Text extract
Katherine Egbert - Jefferies & Co.
I just want to add my congratulations as well, good job. I had a question about the guidance, you’re guiding for flat licenses at the low end of the range. Can you handicap that range for us, why would you guide for flat as sort of things improve or are you just being conservative and what are you assuming as you offer that guidance.
Sydney Carey
We’re still taking a conservative view on our close rates and assuming lower than normal close rates as compared to last year. At the lower end of our guidance we’re assuming close rates similar to Q2. So again we’re seeing some of the timing of deals creating an element of uncertainty so feel at this point the broader range is appropriate.
Katherine Egbert - Jefferies & Co.
Your margins have been ramping quite substantially over the last couple of years, where do you think they go longer-term, can you lay out sort of a range for us.
Sydney Carey
At this point in time we’re focused on Q3 guidance and we are seeing even some expansion at the high end of our range there over Q3 of last year and we’ve had good margins so far year to date so I think that is implying that we’re expanding our margins.
Vivek Ranadive
But I think it would be fair to say that as we approach the billion dollar mark that we’ve historically spoken about a 25% to 30% range being achievable so I don’t know if you want to comment on that as we’ve said in referencing our past comments.
Murray Rode
I think maybe that is a good way to put this in context is we’ve said for a long time we believe as we, as Vivek said, as we get closer to a billion in revenue we should be driving margins above 25% so I think some ways you can look at the margin expansion we’ve been experiencing as just sticking with that longer-term goal.
Operator
Your next question comes from the line of Yun Kim - Broadpoint Amtech
Yun Kim - Broadpoint Amtech
Again congratulations on a good execution, what was the final sales headcount at the end of the quarter and what is your plan regarding your sales force size for the rest of the year.

[Contour labeling lines]
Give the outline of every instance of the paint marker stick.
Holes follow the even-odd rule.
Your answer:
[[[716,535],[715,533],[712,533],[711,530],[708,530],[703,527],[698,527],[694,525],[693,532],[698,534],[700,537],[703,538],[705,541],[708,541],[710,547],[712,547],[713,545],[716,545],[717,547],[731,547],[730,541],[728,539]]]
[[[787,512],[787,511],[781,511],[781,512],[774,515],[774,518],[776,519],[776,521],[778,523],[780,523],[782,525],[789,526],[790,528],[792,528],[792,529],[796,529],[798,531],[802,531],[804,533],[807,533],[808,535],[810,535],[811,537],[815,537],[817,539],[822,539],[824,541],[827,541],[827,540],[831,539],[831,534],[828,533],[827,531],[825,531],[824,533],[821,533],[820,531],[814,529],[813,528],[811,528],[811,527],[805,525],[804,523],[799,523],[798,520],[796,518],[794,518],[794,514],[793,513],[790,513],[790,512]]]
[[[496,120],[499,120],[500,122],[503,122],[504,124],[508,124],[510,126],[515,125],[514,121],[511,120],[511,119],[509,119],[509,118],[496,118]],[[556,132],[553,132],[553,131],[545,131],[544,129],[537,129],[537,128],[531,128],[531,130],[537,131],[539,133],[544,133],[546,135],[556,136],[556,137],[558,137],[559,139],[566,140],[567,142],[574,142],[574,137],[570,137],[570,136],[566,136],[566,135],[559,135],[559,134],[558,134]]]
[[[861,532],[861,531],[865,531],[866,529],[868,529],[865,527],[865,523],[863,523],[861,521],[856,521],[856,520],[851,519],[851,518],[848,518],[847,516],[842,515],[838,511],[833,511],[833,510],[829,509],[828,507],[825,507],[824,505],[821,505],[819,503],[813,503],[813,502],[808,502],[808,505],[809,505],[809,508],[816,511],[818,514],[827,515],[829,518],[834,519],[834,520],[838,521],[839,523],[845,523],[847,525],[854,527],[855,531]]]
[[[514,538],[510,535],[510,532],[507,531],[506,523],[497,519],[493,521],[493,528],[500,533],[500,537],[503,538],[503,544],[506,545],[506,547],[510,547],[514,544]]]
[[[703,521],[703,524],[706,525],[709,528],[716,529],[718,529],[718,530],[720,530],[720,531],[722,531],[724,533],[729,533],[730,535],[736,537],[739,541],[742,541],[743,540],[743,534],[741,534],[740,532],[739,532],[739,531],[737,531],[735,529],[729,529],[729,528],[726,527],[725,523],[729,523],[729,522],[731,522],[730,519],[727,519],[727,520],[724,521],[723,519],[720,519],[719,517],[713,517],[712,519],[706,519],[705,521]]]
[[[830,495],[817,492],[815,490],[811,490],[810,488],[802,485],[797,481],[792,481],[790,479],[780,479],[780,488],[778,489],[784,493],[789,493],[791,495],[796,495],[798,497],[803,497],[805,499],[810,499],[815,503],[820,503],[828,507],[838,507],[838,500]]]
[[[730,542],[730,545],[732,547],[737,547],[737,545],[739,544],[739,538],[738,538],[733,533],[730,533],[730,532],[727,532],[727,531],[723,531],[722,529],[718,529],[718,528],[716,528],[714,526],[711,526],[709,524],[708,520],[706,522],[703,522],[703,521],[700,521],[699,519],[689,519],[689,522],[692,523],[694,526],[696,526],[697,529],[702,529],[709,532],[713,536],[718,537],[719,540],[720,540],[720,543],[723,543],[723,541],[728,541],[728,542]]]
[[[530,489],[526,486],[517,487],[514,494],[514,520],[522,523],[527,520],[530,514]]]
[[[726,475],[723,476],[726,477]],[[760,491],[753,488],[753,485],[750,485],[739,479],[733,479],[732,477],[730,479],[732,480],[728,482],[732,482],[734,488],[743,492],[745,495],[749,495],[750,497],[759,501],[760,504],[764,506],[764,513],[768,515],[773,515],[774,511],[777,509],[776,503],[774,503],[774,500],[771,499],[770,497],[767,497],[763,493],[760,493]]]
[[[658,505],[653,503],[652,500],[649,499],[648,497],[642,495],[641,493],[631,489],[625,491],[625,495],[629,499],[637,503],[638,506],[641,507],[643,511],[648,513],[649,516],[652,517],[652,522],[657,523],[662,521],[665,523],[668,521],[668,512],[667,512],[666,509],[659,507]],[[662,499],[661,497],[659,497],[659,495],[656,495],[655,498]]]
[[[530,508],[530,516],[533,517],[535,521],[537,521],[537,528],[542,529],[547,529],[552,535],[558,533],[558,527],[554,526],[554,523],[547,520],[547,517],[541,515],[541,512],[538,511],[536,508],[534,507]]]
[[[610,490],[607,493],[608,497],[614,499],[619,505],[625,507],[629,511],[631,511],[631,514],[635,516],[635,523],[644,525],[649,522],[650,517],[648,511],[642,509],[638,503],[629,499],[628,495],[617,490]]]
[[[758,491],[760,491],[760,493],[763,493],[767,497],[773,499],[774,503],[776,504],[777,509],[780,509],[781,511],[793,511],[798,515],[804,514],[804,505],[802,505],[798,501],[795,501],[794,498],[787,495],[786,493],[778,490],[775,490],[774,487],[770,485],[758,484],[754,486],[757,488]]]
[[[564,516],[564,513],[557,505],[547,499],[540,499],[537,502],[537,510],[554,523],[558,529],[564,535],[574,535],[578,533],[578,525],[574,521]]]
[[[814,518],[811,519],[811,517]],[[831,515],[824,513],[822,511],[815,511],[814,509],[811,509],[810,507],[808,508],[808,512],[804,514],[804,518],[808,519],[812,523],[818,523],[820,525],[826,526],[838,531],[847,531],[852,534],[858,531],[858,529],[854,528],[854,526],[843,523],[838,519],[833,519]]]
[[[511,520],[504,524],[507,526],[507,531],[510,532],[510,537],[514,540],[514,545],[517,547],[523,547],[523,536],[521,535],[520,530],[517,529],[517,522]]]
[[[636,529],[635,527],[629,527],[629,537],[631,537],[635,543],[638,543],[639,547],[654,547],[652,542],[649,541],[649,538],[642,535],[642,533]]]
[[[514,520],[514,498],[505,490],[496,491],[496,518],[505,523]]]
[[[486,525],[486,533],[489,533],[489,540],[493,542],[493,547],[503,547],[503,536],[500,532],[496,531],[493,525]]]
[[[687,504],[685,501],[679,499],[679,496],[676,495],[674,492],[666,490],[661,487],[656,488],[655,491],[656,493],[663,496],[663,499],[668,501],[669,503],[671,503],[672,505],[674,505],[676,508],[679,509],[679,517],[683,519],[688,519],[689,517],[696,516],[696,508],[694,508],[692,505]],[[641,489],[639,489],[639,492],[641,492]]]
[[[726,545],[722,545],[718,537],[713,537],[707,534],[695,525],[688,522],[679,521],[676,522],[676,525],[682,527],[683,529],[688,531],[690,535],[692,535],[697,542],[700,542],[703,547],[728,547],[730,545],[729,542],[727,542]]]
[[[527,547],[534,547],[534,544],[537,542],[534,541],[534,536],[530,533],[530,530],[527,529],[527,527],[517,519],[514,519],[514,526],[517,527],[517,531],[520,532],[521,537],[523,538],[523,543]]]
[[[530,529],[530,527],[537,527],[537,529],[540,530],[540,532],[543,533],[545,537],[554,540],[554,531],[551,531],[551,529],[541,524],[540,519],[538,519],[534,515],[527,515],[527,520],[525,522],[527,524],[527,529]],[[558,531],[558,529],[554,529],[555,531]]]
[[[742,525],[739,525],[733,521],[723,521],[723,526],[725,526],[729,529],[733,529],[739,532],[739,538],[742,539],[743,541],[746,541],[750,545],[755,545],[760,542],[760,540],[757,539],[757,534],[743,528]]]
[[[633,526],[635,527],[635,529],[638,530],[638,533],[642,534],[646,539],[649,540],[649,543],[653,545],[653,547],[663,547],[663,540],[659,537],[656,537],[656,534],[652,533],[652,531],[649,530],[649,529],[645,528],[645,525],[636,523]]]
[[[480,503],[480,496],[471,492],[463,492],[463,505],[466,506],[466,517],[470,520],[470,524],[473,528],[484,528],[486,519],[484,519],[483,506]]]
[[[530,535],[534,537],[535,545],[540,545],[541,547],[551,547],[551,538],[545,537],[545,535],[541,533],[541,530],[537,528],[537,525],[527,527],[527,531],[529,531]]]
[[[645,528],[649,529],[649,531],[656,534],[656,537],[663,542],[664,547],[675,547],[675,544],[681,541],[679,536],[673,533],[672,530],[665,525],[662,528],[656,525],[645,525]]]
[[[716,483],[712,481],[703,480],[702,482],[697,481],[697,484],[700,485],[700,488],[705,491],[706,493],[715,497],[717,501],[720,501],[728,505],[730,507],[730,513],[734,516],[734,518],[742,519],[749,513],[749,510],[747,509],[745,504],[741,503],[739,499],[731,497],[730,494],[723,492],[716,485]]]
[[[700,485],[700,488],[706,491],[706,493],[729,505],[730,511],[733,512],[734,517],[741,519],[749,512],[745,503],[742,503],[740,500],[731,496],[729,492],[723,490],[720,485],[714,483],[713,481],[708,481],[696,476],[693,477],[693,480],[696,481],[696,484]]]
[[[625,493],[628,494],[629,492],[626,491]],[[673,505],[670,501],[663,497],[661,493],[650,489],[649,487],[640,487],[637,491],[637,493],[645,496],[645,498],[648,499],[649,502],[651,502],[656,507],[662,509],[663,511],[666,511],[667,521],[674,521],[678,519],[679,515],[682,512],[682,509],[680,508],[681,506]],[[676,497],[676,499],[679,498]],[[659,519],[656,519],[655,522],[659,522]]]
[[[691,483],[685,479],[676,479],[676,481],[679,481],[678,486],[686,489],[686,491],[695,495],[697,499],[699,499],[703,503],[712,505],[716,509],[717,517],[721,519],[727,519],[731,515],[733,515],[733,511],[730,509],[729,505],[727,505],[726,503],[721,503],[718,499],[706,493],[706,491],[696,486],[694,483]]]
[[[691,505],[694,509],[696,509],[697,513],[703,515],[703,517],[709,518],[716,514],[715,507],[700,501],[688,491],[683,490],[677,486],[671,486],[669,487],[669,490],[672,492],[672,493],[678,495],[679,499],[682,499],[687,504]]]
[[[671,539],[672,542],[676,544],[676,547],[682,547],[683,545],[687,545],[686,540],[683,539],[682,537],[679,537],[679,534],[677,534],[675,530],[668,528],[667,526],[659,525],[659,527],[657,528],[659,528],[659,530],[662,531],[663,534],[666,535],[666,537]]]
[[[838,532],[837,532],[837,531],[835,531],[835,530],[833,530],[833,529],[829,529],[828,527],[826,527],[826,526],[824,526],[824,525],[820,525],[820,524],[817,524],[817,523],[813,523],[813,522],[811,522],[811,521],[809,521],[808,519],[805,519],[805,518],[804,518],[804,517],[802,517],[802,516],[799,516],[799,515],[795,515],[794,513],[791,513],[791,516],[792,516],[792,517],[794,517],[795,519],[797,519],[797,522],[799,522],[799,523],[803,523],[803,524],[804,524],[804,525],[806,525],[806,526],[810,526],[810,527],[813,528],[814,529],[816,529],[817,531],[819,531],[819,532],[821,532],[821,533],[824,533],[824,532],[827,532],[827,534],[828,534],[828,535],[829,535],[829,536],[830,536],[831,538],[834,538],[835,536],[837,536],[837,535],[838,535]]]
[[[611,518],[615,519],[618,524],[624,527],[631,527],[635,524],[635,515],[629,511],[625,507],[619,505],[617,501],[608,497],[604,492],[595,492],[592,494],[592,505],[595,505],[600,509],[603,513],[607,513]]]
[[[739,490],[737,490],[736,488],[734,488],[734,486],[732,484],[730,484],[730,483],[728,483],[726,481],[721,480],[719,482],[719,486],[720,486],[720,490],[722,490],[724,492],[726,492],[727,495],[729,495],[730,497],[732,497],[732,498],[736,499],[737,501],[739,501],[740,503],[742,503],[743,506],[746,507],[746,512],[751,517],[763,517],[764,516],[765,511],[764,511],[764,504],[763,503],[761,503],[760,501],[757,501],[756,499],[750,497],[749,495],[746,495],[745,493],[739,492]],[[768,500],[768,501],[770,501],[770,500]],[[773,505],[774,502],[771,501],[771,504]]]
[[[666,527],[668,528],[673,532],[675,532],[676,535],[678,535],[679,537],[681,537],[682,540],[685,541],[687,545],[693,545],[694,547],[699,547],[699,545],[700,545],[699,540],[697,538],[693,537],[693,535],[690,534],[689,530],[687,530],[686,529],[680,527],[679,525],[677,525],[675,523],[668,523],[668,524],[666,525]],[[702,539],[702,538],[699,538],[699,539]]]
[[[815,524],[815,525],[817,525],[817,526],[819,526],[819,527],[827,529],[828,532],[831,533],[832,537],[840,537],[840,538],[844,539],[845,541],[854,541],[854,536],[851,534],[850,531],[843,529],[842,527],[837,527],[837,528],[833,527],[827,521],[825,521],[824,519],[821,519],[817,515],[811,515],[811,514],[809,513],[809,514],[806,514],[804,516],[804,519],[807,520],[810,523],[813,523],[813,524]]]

Description of the task
Retype the entire earnings call transcript excerpt, keeping every word and line unchanged. Rely solely on the text itself.

Completed exercise
Katherine Egbert - Jefferies & Co.
I just want to add my congratulations as well, good job. I had a question about the guidance, you’re guiding for flat licenses at the low end of the range. Can you handicap that range for us, why would you guide for flat as sort of things improve or are you just being conservative and what are you assuming as you offer that guidance.
Sydney Carey
We’re still taking a conservative view on our close rates and assuming lower than normal close rates as compared to last year. At the lower end of our guidance we’re assuming close rates similar to Q2. So again we’re seeing some of the timing of deals creating an element of uncertainty so feel at this point the broader range is appropriate.
Katherine Egbert - Jefferies & Co.
Your margins have been ramping quite substantially over the last couple of years, where do you think they go longer-term, can you lay out sort of a range for us.
Sydney Carey
At this point in time we’re focused on Q3 guidance and we are seeing even some expansion at the high end of our range there over Q3 of last year and we’ve had good margins so far year to date so I think that is implying that we’re expanding our margins.
Vivek Ranadive
But I think it would be fair to say that as we approach the billion dollar mark that we’ve historically spoken about a 25% to 30% range being achievable so I don’t know if you want to comment on that as we’ve said in referencing our past comments.
Murray Rode
I think maybe that is a good way to put this in context is we’ve said for a long time we believe as we, as Vivek said, as we get closer to a billion in revenue we should be driving margins above 25% so I think some ways you can look at the margin expansion we’ve been experiencing as just sticking with that longer-term goal.
Operator
Your next question comes from the line of Yun Kim - Broadpoint Amtech
Yun Kim - Broadpoint Amtech
Again congratulations on a good execution, what was the final sales headcount at the end of the quarter and what is your plan regarding your sales force size for the rest of the year.